>>>>>
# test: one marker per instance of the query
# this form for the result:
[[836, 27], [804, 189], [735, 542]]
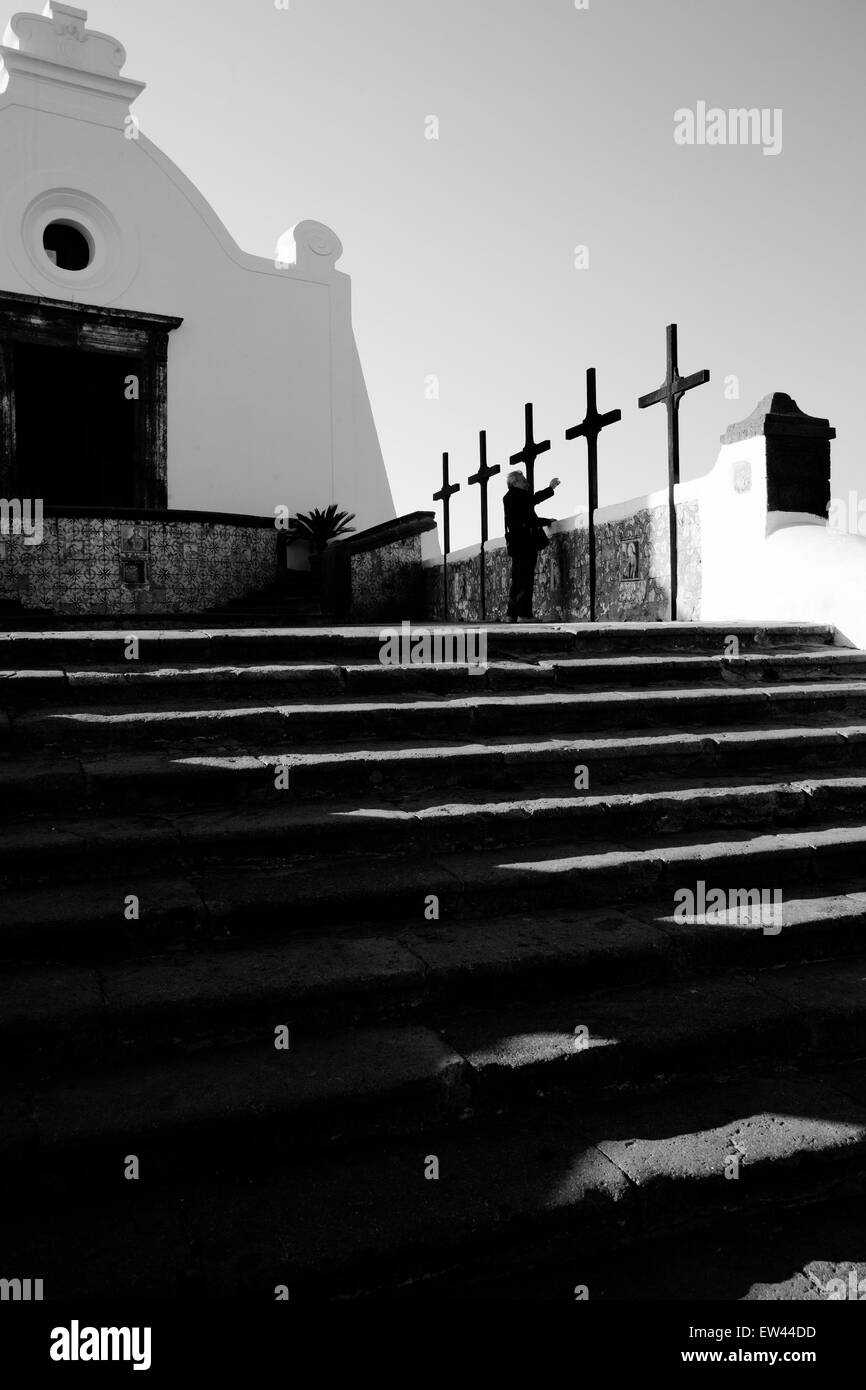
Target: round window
[[67, 246]]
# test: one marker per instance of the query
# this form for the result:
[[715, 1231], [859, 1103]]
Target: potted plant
[[319, 528]]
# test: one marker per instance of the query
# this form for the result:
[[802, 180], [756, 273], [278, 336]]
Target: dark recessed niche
[[67, 246]]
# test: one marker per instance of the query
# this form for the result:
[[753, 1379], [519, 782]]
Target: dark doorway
[[75, 426], [71, 430]]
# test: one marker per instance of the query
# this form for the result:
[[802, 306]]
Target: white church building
[[163, 394]]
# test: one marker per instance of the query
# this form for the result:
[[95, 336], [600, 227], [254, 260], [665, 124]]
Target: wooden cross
[[530, 449], [670, 392], [444, 496], [481, 478], [590, 428]]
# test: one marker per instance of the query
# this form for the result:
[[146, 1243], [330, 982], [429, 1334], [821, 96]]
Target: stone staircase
[[505, 1051]]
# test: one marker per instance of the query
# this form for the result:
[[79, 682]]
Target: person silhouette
[[524, 537]]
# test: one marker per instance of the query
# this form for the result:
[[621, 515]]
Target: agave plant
[[319, 528]]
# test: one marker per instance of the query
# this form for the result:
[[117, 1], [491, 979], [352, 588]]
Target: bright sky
[[556, 129]]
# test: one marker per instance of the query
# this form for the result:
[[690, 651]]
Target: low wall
[[135, 562], [633, 569], [378, 574]]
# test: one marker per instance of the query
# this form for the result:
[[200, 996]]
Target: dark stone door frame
[[56, 323]]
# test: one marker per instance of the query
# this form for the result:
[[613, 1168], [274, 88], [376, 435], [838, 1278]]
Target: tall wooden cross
[[444, 496], [590, 428], [530, 448], [670, 392], [481, 478]]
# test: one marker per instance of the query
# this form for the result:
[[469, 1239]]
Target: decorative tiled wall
[[635, 545], [388, 583], [111, 566]]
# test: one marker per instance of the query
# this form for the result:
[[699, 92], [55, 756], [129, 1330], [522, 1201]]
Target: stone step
[[57, 1018], [480, 716], [164, 645], [211, 685], [159, 781], [78, 848], [369, 1080], [508, 1191], [89, 920]]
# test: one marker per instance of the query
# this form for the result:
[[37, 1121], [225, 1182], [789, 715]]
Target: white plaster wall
[[774, 566], [267, 402]]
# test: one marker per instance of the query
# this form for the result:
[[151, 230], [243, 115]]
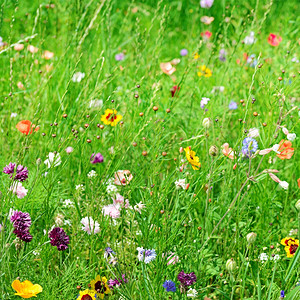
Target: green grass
[[195, 224]]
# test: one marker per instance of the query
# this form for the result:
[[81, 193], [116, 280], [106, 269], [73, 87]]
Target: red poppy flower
[[174, 89], [26, 127], [285, 149], [274, 40]]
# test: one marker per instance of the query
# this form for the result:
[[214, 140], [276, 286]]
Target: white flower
[[250, 39], [89, 225], [78, 76], [53, 160], [284, 185], [291, 136], [192, 293], [263, 257], [92, 174], [181, 184], [80, 187], [253, 132]]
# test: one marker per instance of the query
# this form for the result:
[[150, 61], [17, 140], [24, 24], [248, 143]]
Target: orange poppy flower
[[285, 149], [26, 127]]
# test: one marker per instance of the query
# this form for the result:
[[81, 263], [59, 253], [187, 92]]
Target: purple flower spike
[[96, 158], [187, 279], [21, 222], [9, 169], [59, 238], [21, 173]]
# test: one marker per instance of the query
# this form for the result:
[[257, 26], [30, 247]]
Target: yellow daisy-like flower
[[87, 295], [192, 158], [26, 289], [110, 117], [99, 286], [196, 55], [204, 71]]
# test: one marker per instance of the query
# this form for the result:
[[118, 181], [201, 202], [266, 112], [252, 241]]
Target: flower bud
[[230, 265], [213, 151], [206, 122], [297, 205], [251, 237]]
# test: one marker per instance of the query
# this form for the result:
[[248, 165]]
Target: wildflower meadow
[[150, 149]]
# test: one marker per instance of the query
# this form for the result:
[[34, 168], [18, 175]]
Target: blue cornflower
[[170, 286], [232, 105], [250, 146]]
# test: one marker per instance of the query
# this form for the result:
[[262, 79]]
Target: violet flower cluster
[[59, 238], [21, 222], [21, 171]]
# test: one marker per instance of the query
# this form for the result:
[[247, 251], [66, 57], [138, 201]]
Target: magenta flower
[[59, 238], [21, 222], [96, 158]]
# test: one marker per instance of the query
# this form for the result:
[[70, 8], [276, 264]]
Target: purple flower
[[170, 286], [183, 52], [187, 279], [206, 3], [117, 282], [250, 146], [119, 56], [59, 238], [9, 169], [21, 173], [222, 54], [21, 222], [96, 158], [232, 105]]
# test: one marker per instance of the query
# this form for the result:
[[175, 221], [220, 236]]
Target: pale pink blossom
[[19, 190], [89, 225], [119, 200], [111, 210]]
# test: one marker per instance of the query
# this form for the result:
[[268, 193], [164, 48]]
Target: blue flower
[[170, 286], [250, 146]]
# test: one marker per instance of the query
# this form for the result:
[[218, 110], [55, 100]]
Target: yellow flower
[[99, 285], [196, 55], [204, 71], [192, 158], [87, 295], [26, 289], [111, 117]]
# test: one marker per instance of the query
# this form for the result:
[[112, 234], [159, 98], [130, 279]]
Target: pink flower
[[119, 200], [89, 225], [19, 190], [111, 210], [274, 40], [227, 151], [69, 150]]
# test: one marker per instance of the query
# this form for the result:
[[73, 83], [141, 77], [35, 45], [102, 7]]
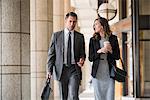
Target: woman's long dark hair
[[105, 25]]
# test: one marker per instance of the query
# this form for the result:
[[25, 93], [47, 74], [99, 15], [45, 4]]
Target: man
[[66, 56]]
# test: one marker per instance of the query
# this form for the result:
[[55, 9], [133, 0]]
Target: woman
[[103, 51]]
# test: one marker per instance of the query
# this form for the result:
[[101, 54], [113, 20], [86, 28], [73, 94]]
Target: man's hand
[[49, 75], [81, 62]]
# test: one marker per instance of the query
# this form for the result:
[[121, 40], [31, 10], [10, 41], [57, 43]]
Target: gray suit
[[56, 59]]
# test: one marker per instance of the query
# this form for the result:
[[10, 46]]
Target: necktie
[[69, 50]]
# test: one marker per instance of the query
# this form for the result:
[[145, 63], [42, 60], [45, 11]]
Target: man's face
[[70, 23]]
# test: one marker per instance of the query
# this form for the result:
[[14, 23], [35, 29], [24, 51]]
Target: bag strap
[[122, 63]]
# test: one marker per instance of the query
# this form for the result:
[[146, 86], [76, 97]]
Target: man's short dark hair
[[71, 14]]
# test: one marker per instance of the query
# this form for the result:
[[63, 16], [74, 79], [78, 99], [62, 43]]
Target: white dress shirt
[[66, 36]]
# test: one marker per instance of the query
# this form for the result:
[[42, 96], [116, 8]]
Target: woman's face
[[98, 27]]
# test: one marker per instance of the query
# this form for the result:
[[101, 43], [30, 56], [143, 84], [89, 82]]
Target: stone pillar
[[41, 29], [58, 15], [14, 50], [58, 24]]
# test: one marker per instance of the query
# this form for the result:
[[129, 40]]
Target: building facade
[[26, 27]]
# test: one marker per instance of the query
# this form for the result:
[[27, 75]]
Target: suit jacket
[[56, 53], [94, 57]]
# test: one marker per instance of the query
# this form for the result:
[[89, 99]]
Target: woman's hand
[[102, 50], [81, 62]]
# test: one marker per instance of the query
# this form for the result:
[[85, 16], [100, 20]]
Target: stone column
[[58, 15], [41, 29], [58, 24], [14, 50]]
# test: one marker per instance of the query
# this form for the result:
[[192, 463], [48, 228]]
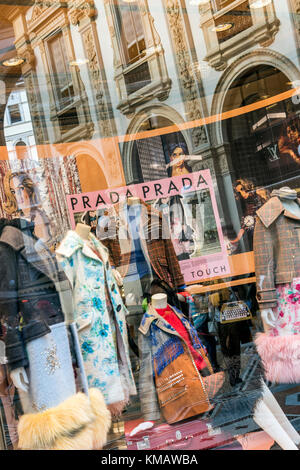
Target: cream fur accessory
[[280, 356], [79, 423]]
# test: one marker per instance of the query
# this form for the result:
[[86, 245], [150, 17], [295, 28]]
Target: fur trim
[[102, 422], [280, 357], [79, 423]]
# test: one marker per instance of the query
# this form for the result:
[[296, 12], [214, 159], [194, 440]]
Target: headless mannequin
[[288, 198], [19, 376]]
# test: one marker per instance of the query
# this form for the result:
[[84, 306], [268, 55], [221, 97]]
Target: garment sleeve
[[147, 390], [263, 244], [9, 309]]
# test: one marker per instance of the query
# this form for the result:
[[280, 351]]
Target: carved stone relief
[[34, 101], [189, 87]]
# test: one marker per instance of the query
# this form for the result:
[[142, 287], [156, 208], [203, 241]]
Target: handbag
[[193, 434], [234, 311]]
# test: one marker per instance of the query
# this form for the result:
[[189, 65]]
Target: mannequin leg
[[274, 406], [264, 418]]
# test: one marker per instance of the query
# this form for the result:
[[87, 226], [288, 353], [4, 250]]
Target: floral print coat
[[102, 331]]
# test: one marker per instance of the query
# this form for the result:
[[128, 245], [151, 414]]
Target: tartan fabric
[[157, 246], [276, 250]]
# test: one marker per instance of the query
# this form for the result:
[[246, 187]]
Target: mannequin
[[159, 301], [288, 197], [268, 414], [83, 231], [100, 316], [133, 233]]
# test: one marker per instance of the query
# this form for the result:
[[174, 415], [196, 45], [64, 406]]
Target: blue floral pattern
[[97, 332]]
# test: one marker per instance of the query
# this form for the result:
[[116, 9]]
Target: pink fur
[[280, 357]]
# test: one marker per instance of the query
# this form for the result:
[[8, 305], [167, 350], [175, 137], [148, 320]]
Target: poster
[[187, 203]]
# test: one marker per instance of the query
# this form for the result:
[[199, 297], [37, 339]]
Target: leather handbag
[[234, 311]]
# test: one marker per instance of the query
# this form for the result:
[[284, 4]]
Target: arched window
[[131, 31]]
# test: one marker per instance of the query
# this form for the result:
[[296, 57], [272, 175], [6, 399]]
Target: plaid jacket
[[155, 240], [276, 250]]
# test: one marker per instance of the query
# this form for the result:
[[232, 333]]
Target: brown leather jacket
[[276, 250]]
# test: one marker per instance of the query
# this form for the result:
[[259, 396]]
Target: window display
[[149, 225]]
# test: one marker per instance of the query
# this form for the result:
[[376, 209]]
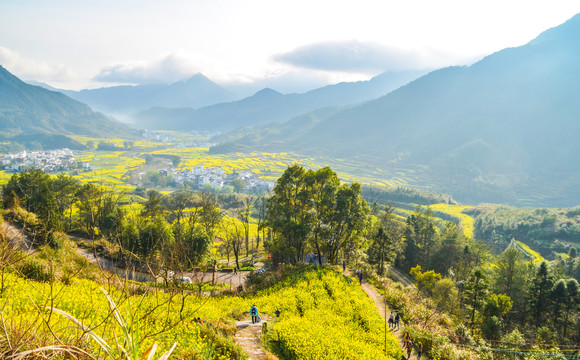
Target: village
[[217, 178], [49, 161]]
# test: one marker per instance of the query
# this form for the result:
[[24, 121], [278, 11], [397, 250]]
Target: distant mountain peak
[[267, 92]]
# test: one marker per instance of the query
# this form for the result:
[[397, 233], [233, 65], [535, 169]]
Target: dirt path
[[17, 236], [248, 337], [381, 306], [400, 277]]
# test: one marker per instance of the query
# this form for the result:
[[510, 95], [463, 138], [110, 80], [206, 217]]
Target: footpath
[[380, 304], [248, 338]]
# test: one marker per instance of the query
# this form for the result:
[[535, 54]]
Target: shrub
[[35, 269]]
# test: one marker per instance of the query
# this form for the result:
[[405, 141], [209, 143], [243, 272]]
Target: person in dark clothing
[[254, 314]]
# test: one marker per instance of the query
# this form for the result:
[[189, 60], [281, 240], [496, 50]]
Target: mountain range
[[26, 110], [268, 105], [504, 129], [197, 91]]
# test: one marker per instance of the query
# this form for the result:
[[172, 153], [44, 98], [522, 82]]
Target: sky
[[291, 46]]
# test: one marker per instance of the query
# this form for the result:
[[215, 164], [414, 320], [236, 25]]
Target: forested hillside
[[501, 130], [552, 232], [31, 109]]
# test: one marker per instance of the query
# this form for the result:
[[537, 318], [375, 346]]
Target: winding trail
[[383, 309], [248, 337]]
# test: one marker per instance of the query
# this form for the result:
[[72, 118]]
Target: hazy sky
[[288, 45]]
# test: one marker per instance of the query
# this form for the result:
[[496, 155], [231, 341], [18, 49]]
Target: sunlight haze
[[289, 46]]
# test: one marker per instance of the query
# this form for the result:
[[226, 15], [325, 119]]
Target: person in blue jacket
[[254, 314]]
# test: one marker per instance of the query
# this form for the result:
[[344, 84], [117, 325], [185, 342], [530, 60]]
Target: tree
[[154, 205], [539, 295], [89, 198], [289, 215], [244, 213], [234, 237], [425, 280], [474, 294], [421, 236], [177, 203], [381, 250], [322, 186], [239, 185], [348, 220], [511, 278], [210, 215]]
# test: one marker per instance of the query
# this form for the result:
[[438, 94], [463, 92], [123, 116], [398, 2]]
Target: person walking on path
[[359, 275], [409, 349], [406, 339], [419, 350], [254, 314]]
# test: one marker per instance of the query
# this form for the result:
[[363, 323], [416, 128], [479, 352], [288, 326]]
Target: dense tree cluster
[[177, 228], [313, 210], [549, 231]]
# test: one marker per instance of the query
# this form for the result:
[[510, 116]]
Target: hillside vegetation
[[27, 109], [549, 231], [501, 130]]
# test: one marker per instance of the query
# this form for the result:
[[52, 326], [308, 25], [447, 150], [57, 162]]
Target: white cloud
[[169, 68], [30, 69], [364, 57]]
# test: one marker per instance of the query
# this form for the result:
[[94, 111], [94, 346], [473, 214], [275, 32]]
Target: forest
[[486, 297]]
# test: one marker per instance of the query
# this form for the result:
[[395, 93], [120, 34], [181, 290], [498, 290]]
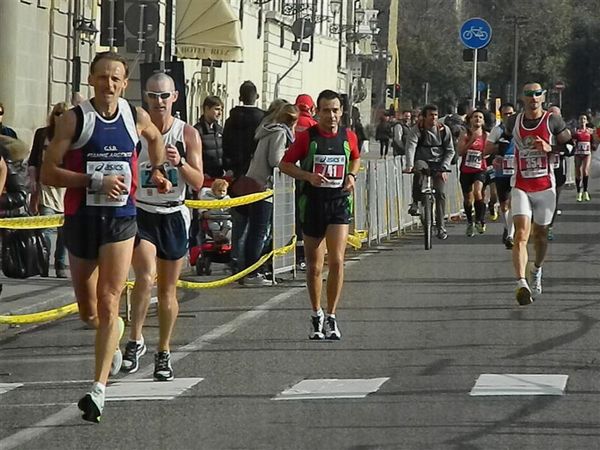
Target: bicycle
[[426, 205]]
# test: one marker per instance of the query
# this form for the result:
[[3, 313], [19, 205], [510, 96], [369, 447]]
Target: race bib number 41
[[108, 168], [332, 167]]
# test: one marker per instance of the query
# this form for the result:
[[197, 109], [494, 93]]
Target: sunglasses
[[536, 93], [157, 95]]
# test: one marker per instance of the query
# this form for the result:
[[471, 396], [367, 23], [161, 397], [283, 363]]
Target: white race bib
[[473, 159], [533, 164], [508, 165], [332, 167], [583, 148], [108, 168]]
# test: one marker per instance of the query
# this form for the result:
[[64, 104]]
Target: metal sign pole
[[474, 81]]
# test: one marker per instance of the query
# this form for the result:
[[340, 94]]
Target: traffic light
[[392, 90], [117, 8]]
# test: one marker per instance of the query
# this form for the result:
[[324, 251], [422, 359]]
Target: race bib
[[473, 159], [108, 168], [583, 148], [149, 187], [533, 164], [508, 165], [332, 167]]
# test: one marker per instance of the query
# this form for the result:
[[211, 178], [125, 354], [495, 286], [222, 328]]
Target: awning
[[207, 29]]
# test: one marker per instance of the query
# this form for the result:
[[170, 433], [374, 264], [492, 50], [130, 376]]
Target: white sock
[[98, 387]]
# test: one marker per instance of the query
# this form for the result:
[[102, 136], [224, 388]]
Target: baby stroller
[[213, 241]]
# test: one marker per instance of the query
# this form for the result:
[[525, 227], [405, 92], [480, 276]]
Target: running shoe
[[331, 329], [523, 293], [536, 280], [442, 233], [92, 405], [131, 359], [413, 210], [316, 330], [115, 366], [470, 230], [163, 371]]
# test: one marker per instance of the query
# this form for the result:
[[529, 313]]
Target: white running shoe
[[316, 329], [331, 329]]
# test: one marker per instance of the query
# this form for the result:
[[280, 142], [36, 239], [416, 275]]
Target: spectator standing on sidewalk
[[211, 133], [48, 200], [239, 145], [273, 139], [4, 130]]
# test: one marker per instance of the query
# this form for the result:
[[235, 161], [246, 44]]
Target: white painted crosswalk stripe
[[519, 384], [331, 388]]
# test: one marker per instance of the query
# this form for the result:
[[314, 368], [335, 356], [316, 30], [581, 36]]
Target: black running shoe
[[162, 367], [91, 404], [133, 353]]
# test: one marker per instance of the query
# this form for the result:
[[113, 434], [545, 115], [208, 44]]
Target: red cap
[[304, 102]]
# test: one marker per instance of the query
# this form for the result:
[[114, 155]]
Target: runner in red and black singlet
[[582, 138], [93, 154], [329, 161], [473, 167]]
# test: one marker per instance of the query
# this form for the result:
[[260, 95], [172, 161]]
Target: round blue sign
[[475, 33]]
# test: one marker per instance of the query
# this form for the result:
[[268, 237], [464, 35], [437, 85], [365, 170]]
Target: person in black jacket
[[238, 134], [239, 145], [211, 134]]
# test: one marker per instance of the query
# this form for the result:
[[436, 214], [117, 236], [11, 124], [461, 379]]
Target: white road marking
[[331, 388], [519, 384]]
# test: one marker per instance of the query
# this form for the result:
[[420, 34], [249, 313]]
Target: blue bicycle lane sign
[[475, 33]]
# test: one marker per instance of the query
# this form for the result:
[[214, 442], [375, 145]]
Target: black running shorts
[[503, 188], [84, 235], [167, 232], [468, 179], [320, 213]]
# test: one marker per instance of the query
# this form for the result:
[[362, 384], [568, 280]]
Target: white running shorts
[[538, 206]]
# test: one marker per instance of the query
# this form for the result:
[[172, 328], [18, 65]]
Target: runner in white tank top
[[533, 194], [163, 226]]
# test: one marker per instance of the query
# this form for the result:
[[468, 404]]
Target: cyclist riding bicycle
[[430, 146]]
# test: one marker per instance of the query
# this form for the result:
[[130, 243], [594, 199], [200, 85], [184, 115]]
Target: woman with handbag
[[273, 139]]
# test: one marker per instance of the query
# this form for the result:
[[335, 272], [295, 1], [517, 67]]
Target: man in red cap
[[306, 105]]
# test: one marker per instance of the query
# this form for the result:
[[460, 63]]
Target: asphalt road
[[427, 323]]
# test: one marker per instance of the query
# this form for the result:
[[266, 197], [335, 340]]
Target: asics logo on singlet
[[110, 166]]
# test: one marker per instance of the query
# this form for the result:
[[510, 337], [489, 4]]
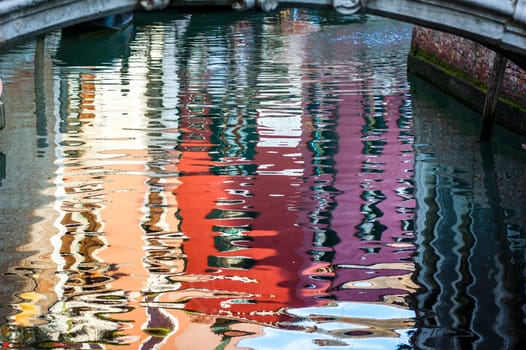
<<<<<
## Problem details
Please give the records as a JSON list of strings, one per line with blank lines left out, beginning at the first line and stopping after the line that contains "[[163, 394]]". Leave the pictures out of the answer.

## Final result
[
  "# test: one marker per instance of the query",
  "# this form for the result:",
  "[[836, 27], [804, 189], [735, 542]]",
  "Target: round window",
  "[[67, 246]]",
  "# test: one marker per instance of the query",
  "# this form for the result:",
  "[[715, 1231], [859, 1103]]",
  "Target: potted plant",
  "[[319, 528]]",
  "# test: one marker per instance of the query",
  "# this form for the result:",
  "[[802, 180], [756, 273], [278, 336]]",
  "Target: dark recessed niche",
  "[[67, 246]]",
  "# test: one marker per instance of the query",
  "# this form for the result:",
  "[[753, 1379], [519, 782]]",
  "Target: dark doorway",
  "[[75, 426], [71, 430]]",
  "# test: one marker per instance of the query",
  "# this form for the result:",
  "[[802, 306]]",
  "Target: white church building",
  "[[163, 394]]"
]